### Study material
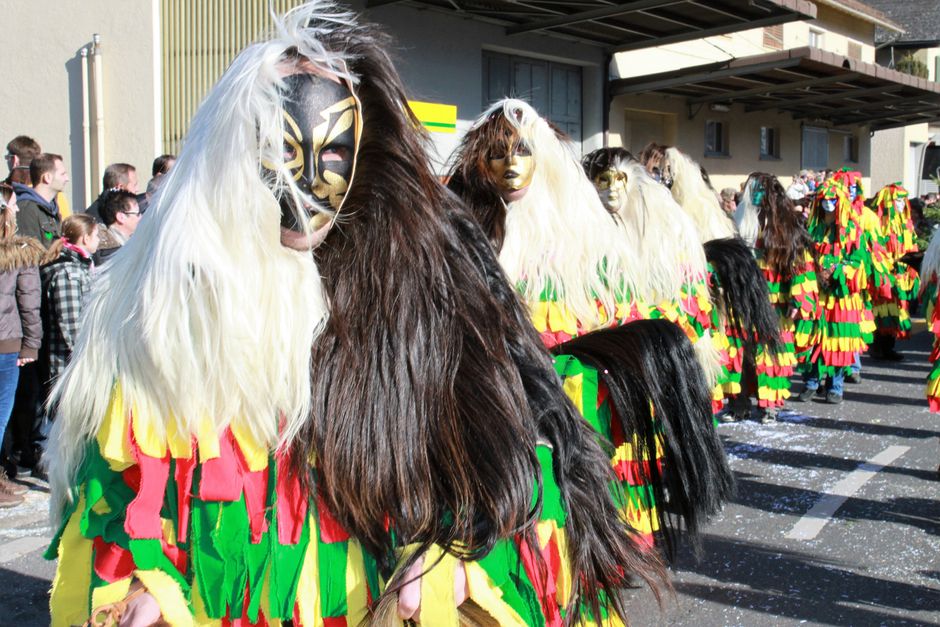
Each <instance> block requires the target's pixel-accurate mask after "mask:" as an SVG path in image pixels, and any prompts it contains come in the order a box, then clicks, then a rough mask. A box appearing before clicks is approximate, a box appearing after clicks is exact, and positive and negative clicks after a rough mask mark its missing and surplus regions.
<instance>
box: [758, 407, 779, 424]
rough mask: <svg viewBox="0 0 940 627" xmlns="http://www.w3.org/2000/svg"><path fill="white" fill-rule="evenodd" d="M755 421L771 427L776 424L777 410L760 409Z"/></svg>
mask: <svg viewBox="0 0 940 627" xmlns="http://www.w3.org/2000/svg"><path fill="white" fill-rule="evenodd" d="M757 421H758V422H760V423H761V424H762V425H772V424H774V423H775V422H777V410H776V409H762V410H761V412H760V415H758V417H757Z"/></svg>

### Action item
Your answer should be a single number: the count of lines in the entries that contain the word "instance".

### Exercise answer
2